# Problem to solve
Scan the records beneath this line for the line holding "Target: queue barrier line" and the line holding "Target: suitcase telescopic handle", then transcribe exactly those two and all lines between.

[Source data]
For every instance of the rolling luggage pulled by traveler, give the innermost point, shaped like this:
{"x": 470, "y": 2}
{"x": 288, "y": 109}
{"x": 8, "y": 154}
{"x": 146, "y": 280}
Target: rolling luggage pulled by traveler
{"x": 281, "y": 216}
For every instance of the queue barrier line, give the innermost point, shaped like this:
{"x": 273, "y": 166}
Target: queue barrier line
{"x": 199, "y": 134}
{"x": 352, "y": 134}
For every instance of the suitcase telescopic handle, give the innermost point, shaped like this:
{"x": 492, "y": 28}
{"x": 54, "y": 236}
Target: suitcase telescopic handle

...

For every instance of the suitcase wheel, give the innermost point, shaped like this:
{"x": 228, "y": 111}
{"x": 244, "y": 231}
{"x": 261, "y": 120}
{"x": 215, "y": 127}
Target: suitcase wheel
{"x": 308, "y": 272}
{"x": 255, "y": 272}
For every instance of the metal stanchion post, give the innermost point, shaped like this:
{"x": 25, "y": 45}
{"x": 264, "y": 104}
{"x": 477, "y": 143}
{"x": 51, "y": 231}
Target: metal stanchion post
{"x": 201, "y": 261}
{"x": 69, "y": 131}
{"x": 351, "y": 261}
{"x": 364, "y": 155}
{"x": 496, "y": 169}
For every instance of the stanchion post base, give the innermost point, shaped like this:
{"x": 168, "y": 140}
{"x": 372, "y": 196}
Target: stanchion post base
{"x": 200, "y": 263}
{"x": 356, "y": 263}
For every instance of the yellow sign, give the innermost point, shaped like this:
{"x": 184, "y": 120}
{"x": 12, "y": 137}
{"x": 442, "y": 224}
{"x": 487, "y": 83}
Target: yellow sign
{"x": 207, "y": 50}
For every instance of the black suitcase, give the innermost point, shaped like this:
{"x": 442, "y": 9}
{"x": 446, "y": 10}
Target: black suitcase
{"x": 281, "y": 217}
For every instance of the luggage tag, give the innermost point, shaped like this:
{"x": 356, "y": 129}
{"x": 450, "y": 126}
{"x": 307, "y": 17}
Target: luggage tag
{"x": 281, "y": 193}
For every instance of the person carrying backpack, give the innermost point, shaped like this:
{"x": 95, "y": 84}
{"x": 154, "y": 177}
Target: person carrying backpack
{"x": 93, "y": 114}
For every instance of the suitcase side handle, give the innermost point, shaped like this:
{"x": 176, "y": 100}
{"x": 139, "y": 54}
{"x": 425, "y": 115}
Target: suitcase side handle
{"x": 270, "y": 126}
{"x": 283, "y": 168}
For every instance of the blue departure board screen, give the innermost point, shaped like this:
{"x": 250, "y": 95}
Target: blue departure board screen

--

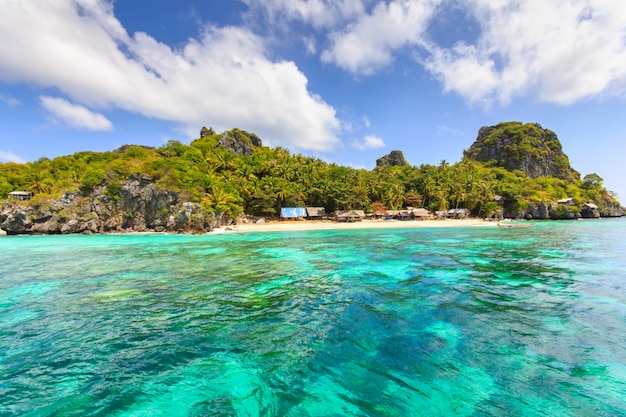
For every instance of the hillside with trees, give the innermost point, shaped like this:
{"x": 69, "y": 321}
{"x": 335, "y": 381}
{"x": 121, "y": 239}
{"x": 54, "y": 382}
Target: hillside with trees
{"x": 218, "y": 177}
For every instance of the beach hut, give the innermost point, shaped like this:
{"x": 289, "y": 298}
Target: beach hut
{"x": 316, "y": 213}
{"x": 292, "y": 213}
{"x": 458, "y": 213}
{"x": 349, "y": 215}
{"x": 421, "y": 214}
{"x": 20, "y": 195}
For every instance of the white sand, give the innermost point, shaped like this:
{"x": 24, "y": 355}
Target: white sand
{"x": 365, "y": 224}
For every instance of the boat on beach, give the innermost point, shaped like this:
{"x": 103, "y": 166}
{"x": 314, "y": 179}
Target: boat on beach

# Written solution
Target: queue barrier line
{"x": 199, "y": 134}
{"x": 352, "y": 134}
For every instance of the suitcase telescopic handle, give the innermost point, shaped like this:
{"x": 492, "y": 28}
{"x": 54, "y": 236}
Target: suitcase telescopic handle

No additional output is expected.